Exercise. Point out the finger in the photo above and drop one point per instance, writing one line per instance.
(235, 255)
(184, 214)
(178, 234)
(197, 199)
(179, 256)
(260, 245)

_____

Express the material above as a two-column CSV headed instruction and response, with one row per entry. Put the entry's text in the first column and its answer in the second, with each field quoted and its line breaks replaced by spaces.

instruction,response
"Exercise. Point out the finger in the photo above and drop one point per instance, writing one line per instance.","(235, 255) (184, 214) (178, 234) (197, 199) (179, 256) (260, 245)"